(Saved entries)
• • • •

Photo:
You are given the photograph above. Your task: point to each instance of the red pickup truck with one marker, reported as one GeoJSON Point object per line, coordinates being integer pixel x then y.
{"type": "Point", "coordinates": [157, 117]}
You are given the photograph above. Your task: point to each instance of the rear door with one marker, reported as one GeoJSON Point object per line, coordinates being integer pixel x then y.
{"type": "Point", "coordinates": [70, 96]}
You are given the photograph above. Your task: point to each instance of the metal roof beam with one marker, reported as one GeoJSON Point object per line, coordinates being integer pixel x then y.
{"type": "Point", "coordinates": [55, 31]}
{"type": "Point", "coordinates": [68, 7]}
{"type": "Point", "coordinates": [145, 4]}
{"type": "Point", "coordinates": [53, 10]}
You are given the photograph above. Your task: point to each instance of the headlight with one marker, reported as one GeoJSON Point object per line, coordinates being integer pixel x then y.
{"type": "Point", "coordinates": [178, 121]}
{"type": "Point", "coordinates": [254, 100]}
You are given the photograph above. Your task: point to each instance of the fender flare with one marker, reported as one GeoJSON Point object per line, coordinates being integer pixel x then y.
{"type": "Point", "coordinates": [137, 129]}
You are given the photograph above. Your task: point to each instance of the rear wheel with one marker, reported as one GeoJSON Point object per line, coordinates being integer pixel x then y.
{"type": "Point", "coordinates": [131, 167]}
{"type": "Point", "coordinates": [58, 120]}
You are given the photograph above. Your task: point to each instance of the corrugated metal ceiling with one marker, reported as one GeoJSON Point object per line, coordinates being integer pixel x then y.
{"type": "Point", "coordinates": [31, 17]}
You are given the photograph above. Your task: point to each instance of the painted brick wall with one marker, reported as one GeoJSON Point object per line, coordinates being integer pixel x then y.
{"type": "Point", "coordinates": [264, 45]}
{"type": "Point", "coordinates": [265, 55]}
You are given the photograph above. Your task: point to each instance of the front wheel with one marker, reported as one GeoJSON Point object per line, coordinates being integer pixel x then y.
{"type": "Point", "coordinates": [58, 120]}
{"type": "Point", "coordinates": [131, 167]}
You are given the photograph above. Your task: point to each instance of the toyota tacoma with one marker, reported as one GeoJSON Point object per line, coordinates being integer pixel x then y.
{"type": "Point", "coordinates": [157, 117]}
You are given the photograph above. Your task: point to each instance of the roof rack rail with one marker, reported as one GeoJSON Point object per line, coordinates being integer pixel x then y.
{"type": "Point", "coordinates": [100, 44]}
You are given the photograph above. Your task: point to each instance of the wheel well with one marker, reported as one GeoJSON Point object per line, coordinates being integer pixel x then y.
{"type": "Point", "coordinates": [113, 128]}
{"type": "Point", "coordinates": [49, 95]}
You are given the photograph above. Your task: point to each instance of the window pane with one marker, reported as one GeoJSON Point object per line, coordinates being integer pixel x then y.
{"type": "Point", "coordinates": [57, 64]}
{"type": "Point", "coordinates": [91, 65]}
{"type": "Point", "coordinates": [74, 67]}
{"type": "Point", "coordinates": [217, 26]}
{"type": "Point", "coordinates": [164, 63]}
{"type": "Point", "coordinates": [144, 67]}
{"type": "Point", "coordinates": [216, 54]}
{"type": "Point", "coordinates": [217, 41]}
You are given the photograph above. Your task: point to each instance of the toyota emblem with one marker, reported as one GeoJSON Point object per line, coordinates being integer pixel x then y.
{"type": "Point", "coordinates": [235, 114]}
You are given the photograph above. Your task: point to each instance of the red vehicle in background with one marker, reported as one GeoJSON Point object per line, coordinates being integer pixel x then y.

• • • •

* **What you should do**
All lines from the records above should be copied exactly.

* **Exercise result**
Photo:
You are given the photograph above. Your task: point to each instance of the red pickup truck with one marker, reported as one GeoJSON Point object per line, coordinates being integer pixel x then y.
{"type": "Point", "coordinates": [157, 117]}
You are given the photograph above. Your task: point to each instance of the rear door with one marker, reported as one GeoJSON Point object per line, coordinates being integer pixel x then y.
{"type": "Point", "coordinates": [70, 96]}
You are given the photograph above. Your task: point to each instance of the metal roof beam with one marker, reported as one GeoJSON Point object per line, coordinates being integer pixel x then y.
{"type": "Point", "coordinates": [55, 31]}
{"type": "Point", "coordinates": [68, 7]}
{"type": "Point", "coordinates": [145, 4]}
{"type": "Point", "coordinates": [53, 10]}
You are given the photograph above. Your task: point to each instance of the headlight with one marker, reported as one GeoJSON Point object per line, coordinates being integer pixel x then y.
{"type": "Point", "coordinates": [178, 121]}
{"type": "Point", "coordinates": [254, 100]}
You are given the photograph above. Your task: point to each instance of the fender flare with one marker, reported as one GeoJSON Point object per line, coordinates being integer pixel x then y.
{"type": "Point", "coordinates": [137, 129]}
You are given the photograph above. Your task: point to each instance of the rear wheel with one marker, reported as one GeoJSON Point object per line, coordinates being integer pixel x then y.
{"type": "Point", "coordinates": [131, 167]}
{"type": "Point", "coordinates": [58, 120]}
You are given the photograph above. Your task: point to each instance of the corrugated metal ceiling with one marker, reported as one GeoJSON Point object per line, coordinates being integer pixel x then y.
{"type": "Point", "coordinates": [31, 17]}
You are given the photograph above. Your task: point to each instance of the painted brick wall with one marker, reported as one GeoJSON Point object per line, coordinates being integer pixel x then y.
{"type": "Point", "coordinates": [264, 45]}
{"type": "Point", "coordinates": [265, 55]}
You are given the photograph above. Your task: point to each instance of the front wheel with one marker, reported as one GeoJSON Point object per line, coordinates being integer pixel x then y.
{"type": "Point", "coordinates": [58, 120]}
{"type": "Point", "coordinates": [131, 167]}
You are given the photograph above. Your task: point to each instance of the toyota tacoma with one marker, reported as one GeoJSON Point object per line, coordinates being integer pixel x then y.
{"type": "Point", "coordinates": [157, 117]}
You are given the photograph above. Your task: point to each instance of the roof rack rail with one marker, reported as one GeoJSON Point object per line, coordinates being integer pixel x then y.
{"type": "Point", "coordinates": [100, 44]}
You are given the photograph above. Your task: point to each instance of the wheel well with one marker, reported as one GeoJSON Point object per line, coordinates being integer pixel x then y.
{"type": "Point", "coordinates": [113, 128]}
{"type": "Point", "coordinates": [49, 95]}
You are given the photograph above. Your task: point to each instance of the window pane with one marker, reported as one GeoJSON Point object per line, coordinates being integer pixel x then y.
{"type": "Point", "coordinates": [57, 64]}
{"type": "Point", "coordinates": [91, 65]}
{"type": "Point", "coordinates": [74, 67]}
{"type": "Point", "coordinates": [217, 26]}
{"type": "Point", "coordinates": [164, 63]}
{"type": "Point", "coordinates": [144, 67]}
{"type": "Point", "coordinates": [216, 54]}
{"type": "Point", "coordinates": [217, 41]}
You are given the photograph above. Your task: point to each instance of the toyota emblem with one marker, reported as one GeoJSON Point object per line, coordinates being integer pixel x then y.
{"type": "Point", "coordinates": [235, 114]}
You are given the photograph above. Your task: point to each instance of the red vehicle in background with one marker, reported as one GeoJSON Point object per line, coordinates being integer pixel x then y.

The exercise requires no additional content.